**REQUIREMENT**
Would you output all the entries below without altering a word?

**Saved entries**
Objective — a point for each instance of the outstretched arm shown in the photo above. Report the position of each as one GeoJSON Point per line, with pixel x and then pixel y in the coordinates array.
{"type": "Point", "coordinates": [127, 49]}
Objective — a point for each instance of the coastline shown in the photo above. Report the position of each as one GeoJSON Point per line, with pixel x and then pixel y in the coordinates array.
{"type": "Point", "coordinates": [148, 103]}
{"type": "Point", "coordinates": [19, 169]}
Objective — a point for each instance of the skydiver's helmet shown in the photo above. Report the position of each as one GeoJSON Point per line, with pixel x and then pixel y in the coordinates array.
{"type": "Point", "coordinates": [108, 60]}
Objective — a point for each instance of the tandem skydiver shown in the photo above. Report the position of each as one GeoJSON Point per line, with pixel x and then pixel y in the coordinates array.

**RESULT OF THE TASK**
Objective — a point for each instance of the outstretched arm shown in the photo above. Report the position of each as one GeoJSON Point per line, with pixel x and then pixel y in the coordinates array.
{"type": "Point", "coordinates": [127, 49]}
Objective — a point for each instance of the coastline shown in the photo above. Report the position of each as one GeoJSON Point per line, with pixel x and then pixel y in the coordinates array.
{"type": "Point", "coordinates": [148, 103]}
{"type": "Point", "coordinates": [19, 169]}
Objective — a point for each instance of the skydiver's helmet shown in the photo above. Report the position of each as one GeoJSON Point per line, with pixel x and then pixel y in the coordinates array.
{"type": "Point", "coordinates": [108, 60]}
Objective — a point for each instance of the tandem skydiver shown in the photo above. Report the position of each as one GeoJSON Point per line, with pixel x and then pixel y in the coordinates array.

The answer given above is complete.